## [Exercise text]

----------------------------------------

Penn State Researchers Find Method for Producing Low-Cost Solar Panels
Researchers at Pennsylvania State University have developed a method to create huge sheets of thin-film silicon semiconductors, which could create extremely low-cost solar cells. The researchers say they could produce solar panels that are roughly a square kilometer in size in a small device and do it at very low cost, greatly reducing the price to produce solar panels.
The researchers published their low-cost, high-pressure process in Advanced Materials on May 13. The process is an alternative to the most commonly used method for producing thin-film silicon-based semiconductors, which uses chemical vapor deposition to create the semiconducting material.
"We have developed a new, high-pressure, plasma-free approach to creating large-area, thin-film semiconductors," explained John Badding, Pen State professor of chemistry, physics, and materials science and engineering who led the research. "By putting the process under high pressure, our new technique could make it less expensive and easier to create the large, flexible semiconductors that are used in flat-panel monitors and solar cells and are the second most commercially important semiconductors."
Penn State said that thin-film silicon semiconductors typically are made through chemical vapor deposition of a silicon and hydrogen gas. Usually the deposition is achieved by creating a plasma out of the silane gas in a large volume but at a low pressure. “Massive and expensive reactors so large that they are difficult to ship by air are needed to generate the plasma and to accommodate the large volume of gas required,” the university said.
"With our new high-pressure chemistry technique, we can create low-temperature reactions in much smaller spaces and with a much smaller volume of gas," said Badding. "The reduced space necessary allows us, for the first time, to create semiconductors on multiple, stacked surfaces simultaneously, rather than on just a single surface. To maximize the surface area, rolled-up flexible surfaces can be used in a very simple and far more compact reactor. The area of the resulting rolled-up semiconducting material could, upon further development, approach or even exceed a square kilometer."

----------------------------------------

## [Questions to answer]
A) According to the solar panel article, on what date did the researchers publish their process in Advanced Materials?
B) List the academic fields in which the solar panel article says John Badding is a professor.
C) Copy the passage of the solar panel article between "Penn State said" and "the university said.", inclusive, swapping "plasma" for "ionized gas" wherever it appears.

Stored data entries
----------------------------------------

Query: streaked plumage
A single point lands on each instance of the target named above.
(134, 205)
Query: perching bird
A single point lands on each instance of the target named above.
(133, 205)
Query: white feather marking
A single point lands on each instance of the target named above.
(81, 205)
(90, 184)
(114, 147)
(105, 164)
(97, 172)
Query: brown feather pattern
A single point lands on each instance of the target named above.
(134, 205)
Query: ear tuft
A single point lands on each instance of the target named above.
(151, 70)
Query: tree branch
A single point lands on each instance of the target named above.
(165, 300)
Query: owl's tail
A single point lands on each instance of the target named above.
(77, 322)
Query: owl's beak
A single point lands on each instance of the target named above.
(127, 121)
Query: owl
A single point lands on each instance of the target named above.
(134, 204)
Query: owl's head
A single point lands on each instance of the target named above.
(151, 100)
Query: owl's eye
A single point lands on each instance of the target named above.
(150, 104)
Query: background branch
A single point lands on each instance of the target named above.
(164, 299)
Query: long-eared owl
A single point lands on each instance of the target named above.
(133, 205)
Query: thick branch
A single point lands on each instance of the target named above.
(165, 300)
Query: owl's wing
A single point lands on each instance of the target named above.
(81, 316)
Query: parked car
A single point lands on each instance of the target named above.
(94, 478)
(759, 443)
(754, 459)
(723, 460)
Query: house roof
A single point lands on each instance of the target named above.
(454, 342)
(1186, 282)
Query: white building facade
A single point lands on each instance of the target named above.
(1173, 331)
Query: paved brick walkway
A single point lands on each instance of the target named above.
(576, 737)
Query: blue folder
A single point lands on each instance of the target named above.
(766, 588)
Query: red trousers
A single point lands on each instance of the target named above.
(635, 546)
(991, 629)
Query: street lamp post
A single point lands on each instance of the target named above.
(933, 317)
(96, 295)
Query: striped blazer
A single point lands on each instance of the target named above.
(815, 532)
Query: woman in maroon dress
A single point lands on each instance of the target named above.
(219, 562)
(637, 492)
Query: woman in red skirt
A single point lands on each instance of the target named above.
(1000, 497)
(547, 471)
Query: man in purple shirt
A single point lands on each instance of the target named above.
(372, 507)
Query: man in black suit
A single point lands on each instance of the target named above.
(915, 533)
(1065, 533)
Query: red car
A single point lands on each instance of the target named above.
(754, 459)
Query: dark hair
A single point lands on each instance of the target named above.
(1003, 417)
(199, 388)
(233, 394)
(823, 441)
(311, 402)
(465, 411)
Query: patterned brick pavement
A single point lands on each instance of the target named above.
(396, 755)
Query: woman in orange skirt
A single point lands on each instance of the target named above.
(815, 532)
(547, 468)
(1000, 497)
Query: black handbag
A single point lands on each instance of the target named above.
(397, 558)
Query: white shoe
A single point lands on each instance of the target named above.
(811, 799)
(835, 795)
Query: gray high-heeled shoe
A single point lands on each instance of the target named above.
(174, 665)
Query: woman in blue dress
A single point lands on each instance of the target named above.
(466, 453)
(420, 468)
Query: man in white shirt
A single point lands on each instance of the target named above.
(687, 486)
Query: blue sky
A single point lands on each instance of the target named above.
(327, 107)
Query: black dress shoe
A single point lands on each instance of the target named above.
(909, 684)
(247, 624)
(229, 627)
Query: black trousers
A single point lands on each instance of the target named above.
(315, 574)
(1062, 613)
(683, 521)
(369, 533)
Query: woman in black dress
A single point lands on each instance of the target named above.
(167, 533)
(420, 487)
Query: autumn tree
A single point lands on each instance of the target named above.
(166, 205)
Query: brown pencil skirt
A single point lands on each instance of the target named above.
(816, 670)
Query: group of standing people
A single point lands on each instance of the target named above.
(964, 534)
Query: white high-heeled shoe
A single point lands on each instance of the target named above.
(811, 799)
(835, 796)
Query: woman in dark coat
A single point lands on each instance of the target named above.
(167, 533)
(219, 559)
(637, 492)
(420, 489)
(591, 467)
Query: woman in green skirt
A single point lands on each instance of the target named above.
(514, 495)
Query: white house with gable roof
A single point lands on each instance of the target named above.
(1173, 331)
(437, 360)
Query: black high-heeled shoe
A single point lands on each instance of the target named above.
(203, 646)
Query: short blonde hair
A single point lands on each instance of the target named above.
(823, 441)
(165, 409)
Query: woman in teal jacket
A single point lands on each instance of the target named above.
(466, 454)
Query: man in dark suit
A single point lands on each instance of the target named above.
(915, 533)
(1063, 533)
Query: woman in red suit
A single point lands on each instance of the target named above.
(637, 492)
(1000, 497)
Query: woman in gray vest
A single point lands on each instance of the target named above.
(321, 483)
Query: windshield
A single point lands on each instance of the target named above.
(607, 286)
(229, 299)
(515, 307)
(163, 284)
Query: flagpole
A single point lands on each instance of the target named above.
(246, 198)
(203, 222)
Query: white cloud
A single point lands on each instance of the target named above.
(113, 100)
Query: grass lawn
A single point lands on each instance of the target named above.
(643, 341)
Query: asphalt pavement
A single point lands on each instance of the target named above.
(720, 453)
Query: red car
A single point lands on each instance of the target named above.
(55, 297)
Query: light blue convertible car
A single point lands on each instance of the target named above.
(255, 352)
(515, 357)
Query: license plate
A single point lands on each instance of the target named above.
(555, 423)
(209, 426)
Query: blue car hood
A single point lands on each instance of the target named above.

----------------------------------------

## [Solved problems]
A) On May 13.

B) Chemistry, physics, and materials science and engineering.

C)
Penn State said that thin-film silicon semiconductors typically are made through chemical vapor deposition of a silicon and hydrogen gas. Usually the deposition is achieved by creating a ionized gas out of the silane gas in a large volume but at a low pressure. “Massive and expensive reactors so large that they are difficult to ship by air are needed to generate the ionized gas and to accommodate the large volume of gas required,” the university said.